ТЕКСТ ДЛЯ ЧТЕНИЯ:
Из такого взгляда на искусство логически вытекал и столь характерный для романтиков бунт против одного из основополагающих принципов эстетики Аристотеля — принципа подражания природе. Раз действительность противоположна искусству, то следует ли ей подражать? Ее нужно пересоздать, улучшить и только в таком виде допустить в искусство! Поэзия призвана не подражать природе, а улучшать и обогащать ее вымыслом и фантазией.
Об этом и писал А. В. Шлегель в своем курсе лекций «Берлинские чтения»: «…факт, установленный им (Аристотелем), что изящные искусства подражательны, вовсе не равнозначен тому, как этот факт был истолкован в новое время (классицистами и просветителями в первую очередь. — Т. Ч.) в том смысле, что искусства должны подражать природе… Мы не отрицаем, что искусству, действительно, присущ определенный элемент подражательности, но это еще не делает его прекрасным искусством. Скорее всего это заключается как раз в преобразовании того, чему подражают в соответствии с законами нашего духа, в творчестве самой фантазии, независимо от внешнего образца для подражания»[20].

ЗАДАНИЕ: Напишите продолжение отрывка о бунте романтиков против принципа подражания природе. Приведённые далее строки никак не связаны с отрывком о бунте романтиков против принципа подражания природе.

ПРЕДСТАВЛЕННЫЕ ДАННЫЕ:
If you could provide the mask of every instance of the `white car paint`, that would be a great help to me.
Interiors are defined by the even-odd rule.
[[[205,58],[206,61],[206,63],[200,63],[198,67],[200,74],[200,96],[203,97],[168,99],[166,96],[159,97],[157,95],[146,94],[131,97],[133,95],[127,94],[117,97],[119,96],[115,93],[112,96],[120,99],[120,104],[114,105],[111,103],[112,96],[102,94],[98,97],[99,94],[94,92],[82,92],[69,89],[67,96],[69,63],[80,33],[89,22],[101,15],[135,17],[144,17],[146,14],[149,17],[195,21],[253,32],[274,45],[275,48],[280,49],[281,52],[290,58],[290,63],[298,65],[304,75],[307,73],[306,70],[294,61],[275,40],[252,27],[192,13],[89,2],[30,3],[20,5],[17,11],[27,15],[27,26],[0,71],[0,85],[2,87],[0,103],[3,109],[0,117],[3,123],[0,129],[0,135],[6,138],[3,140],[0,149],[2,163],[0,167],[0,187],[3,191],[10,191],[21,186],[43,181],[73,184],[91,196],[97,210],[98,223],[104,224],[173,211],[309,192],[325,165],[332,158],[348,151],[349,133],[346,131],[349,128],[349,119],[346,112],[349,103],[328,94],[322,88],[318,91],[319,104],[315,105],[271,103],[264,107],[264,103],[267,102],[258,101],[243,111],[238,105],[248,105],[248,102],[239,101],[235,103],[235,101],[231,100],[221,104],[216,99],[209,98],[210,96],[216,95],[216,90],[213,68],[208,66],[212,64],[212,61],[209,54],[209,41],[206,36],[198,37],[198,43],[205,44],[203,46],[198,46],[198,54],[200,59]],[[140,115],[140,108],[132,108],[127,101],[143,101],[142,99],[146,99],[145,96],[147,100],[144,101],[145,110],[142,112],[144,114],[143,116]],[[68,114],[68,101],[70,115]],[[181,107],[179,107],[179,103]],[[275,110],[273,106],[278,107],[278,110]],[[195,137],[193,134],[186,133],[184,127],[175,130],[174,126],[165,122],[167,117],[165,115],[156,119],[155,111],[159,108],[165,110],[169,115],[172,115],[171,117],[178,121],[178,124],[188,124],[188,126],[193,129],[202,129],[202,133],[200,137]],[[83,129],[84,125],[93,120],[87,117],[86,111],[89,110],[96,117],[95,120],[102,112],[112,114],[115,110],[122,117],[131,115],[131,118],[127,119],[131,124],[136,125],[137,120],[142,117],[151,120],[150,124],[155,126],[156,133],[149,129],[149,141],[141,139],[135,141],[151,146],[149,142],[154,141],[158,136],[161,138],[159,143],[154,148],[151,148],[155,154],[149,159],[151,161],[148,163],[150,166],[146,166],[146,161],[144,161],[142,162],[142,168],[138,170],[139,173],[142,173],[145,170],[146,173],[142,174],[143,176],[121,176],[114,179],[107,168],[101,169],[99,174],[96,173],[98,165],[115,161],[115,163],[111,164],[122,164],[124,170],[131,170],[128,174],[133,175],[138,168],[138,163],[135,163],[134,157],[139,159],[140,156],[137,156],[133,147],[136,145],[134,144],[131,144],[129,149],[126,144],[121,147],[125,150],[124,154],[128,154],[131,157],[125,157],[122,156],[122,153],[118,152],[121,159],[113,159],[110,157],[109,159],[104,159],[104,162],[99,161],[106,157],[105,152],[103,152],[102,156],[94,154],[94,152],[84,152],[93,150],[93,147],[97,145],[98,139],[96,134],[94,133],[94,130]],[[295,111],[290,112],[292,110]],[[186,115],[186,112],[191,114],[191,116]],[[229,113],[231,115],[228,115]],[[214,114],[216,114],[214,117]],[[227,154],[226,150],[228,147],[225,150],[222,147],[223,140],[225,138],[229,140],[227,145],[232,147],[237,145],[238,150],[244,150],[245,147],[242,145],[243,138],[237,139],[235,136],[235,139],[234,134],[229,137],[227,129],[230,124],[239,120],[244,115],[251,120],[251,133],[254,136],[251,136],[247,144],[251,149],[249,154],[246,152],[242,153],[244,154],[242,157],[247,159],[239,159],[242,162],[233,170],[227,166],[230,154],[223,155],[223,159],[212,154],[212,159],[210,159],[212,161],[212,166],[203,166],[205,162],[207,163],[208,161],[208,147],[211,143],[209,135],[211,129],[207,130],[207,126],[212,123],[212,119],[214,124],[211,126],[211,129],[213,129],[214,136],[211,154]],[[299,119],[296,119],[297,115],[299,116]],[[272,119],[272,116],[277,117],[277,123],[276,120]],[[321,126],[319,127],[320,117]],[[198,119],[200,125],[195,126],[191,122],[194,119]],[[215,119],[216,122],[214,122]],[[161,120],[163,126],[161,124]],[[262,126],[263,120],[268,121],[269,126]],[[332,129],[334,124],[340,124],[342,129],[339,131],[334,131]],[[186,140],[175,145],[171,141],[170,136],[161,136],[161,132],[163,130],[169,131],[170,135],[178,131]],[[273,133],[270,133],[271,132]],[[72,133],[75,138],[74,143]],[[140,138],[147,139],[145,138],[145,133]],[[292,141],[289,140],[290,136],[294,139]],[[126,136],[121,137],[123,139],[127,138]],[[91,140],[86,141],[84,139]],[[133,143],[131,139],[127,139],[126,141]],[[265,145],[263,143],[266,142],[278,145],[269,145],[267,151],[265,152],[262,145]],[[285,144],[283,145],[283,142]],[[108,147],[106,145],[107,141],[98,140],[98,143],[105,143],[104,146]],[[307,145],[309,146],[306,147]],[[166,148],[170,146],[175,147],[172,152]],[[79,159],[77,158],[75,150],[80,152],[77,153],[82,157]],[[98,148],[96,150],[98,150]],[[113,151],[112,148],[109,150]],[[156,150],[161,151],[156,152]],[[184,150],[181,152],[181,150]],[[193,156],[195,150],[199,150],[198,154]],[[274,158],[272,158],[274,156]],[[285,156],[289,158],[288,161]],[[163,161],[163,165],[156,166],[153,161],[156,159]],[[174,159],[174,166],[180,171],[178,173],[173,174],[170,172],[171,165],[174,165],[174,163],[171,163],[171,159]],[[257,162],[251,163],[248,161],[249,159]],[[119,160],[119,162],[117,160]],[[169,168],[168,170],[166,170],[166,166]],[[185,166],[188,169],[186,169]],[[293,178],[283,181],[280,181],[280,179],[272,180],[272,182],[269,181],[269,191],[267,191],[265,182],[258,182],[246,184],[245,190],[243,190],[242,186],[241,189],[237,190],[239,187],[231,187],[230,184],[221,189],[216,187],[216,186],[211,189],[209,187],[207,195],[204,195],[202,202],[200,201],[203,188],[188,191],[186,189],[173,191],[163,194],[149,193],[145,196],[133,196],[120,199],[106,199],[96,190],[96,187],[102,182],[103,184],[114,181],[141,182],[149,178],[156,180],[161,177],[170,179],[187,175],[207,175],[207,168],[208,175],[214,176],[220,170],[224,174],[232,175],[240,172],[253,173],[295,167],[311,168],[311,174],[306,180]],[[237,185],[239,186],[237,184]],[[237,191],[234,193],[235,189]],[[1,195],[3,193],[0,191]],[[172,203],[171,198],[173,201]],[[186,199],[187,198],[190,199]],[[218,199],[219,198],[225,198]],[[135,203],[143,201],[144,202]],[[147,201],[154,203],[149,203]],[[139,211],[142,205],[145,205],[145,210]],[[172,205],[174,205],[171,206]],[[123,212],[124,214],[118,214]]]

ОТВЕТ:
Эта мысль была очень важна для него, в его работах она высказывалась и раньше: «Искусство представляет собой фактор самостоятельный, преобразующий природу в соответствии со складом человеческого характера»[21]. Та же мысль звучит и в его «Чтениях о драматической литературе и искусстве», когда он сравнивает поэзию древних и новое искусство. При этом стремлением пересоздать действительность он наделяет как раз новое искусство: «…поэзия древних была поэзией обладания, наша поэзия — это поэзия томления. Первая прочно стоит на почве действительности, вторая колеблется между воспоминанием и предчувствием»[22]. А в воспоминаниях и предчувствиях действительность предстает уже преображенной, пересозданной воображением.
Ф. Шлегель был вполне согласен со старшим братом, считая, что в поэзии недостаточно просто изображать человека, его поступки, — необходимо привнести туда «иероглифическое изображение окружающей природы, просветленной фантазией и любовью»[23].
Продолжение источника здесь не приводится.